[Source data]
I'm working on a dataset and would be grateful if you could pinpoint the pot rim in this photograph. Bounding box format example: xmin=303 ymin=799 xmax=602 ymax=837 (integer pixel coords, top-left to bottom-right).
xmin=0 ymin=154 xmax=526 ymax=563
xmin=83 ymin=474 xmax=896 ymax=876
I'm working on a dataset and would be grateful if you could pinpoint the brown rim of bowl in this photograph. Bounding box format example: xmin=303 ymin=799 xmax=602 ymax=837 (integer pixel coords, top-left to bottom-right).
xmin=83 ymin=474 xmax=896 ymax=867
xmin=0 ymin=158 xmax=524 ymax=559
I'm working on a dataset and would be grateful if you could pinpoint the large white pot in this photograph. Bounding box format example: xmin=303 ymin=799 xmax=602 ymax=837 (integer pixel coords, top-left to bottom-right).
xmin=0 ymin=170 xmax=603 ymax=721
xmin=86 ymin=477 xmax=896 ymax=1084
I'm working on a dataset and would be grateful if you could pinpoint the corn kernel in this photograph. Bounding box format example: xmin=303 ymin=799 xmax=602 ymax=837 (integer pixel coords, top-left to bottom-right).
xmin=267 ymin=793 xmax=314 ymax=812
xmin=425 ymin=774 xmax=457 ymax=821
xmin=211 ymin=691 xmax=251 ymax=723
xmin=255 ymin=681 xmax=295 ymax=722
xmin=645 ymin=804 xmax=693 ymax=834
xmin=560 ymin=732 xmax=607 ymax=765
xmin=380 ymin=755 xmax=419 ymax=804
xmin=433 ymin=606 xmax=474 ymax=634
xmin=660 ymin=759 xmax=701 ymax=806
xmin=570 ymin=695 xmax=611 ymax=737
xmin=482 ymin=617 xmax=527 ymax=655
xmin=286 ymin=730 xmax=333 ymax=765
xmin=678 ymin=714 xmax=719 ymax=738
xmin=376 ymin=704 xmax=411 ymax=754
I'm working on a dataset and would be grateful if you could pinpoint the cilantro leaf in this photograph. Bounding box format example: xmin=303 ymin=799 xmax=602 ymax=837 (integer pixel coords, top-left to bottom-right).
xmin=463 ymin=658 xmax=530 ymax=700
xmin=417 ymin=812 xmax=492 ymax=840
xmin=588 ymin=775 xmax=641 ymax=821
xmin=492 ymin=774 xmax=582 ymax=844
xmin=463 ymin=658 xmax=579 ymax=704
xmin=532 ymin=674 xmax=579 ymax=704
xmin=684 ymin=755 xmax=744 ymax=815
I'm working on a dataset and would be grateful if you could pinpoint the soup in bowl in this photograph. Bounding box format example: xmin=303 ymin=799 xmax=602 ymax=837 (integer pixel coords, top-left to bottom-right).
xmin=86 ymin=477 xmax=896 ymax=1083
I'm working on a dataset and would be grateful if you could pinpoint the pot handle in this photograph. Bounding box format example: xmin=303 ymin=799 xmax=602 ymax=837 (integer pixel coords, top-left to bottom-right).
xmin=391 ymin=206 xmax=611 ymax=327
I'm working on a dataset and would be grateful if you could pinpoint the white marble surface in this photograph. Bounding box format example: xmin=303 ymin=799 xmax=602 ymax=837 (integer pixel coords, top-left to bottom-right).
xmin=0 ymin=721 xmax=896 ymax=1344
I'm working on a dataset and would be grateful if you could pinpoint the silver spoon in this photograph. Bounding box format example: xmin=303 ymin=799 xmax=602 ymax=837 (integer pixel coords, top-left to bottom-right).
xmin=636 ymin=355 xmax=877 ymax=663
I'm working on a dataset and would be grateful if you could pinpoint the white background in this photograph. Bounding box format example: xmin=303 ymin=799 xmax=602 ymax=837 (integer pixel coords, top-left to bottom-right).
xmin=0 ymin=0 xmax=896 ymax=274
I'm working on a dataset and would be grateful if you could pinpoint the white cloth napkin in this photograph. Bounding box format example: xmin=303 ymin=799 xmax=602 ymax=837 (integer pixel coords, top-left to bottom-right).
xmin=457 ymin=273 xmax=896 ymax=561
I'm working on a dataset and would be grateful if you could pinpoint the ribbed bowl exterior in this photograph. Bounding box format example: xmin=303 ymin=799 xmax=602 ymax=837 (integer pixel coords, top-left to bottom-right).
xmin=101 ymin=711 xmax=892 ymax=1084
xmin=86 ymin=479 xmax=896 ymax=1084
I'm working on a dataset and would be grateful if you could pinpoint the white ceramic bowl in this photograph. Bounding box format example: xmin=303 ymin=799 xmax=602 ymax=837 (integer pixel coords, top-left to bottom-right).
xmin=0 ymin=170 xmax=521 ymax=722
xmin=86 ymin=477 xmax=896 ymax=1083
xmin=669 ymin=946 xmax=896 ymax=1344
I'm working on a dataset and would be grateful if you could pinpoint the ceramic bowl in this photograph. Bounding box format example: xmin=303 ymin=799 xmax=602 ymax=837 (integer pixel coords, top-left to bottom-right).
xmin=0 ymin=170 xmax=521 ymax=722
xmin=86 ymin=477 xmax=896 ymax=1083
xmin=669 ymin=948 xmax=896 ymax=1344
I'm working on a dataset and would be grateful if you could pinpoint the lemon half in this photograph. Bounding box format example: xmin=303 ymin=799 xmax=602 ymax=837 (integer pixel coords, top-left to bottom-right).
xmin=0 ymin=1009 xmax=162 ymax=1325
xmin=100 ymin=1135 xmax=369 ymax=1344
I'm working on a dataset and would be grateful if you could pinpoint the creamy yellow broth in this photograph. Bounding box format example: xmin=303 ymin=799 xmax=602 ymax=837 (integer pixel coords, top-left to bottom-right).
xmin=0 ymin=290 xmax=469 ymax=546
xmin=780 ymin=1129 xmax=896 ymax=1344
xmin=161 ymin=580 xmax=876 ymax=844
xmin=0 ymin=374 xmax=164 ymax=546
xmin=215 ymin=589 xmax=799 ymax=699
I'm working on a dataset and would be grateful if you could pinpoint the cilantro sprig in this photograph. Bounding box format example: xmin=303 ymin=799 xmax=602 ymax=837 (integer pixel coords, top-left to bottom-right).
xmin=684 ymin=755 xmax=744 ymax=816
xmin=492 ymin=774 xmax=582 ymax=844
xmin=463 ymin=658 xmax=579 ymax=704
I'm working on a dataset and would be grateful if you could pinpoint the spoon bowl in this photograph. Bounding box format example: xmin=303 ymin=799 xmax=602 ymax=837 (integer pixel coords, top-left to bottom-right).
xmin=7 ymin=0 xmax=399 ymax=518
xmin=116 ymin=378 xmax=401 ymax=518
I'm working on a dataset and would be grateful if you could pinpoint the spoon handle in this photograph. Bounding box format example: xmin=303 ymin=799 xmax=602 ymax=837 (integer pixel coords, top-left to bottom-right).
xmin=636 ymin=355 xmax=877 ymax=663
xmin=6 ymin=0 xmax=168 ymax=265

◆ PROBLEM REQUIREMENTS ◆
Copy out, word for word, everything from the start of the items down to and including the line that contains "xmin=83 ymin=474 xmax=896 ymax=876".

◆ WRITTEN SOLUTION ◆
I'm working on a dataset and would be grateful if you could pinpoint the pot rim in this photograph. Bounding box format example: xmin=303 ymin=799 xmax=602 ymax=837 (integer pixel coords, top-left to bottom-right).
xmin=0 ymin=154 xmax=526 ymax=563
xmin=83 ymin=474 xmax=896 ymax=876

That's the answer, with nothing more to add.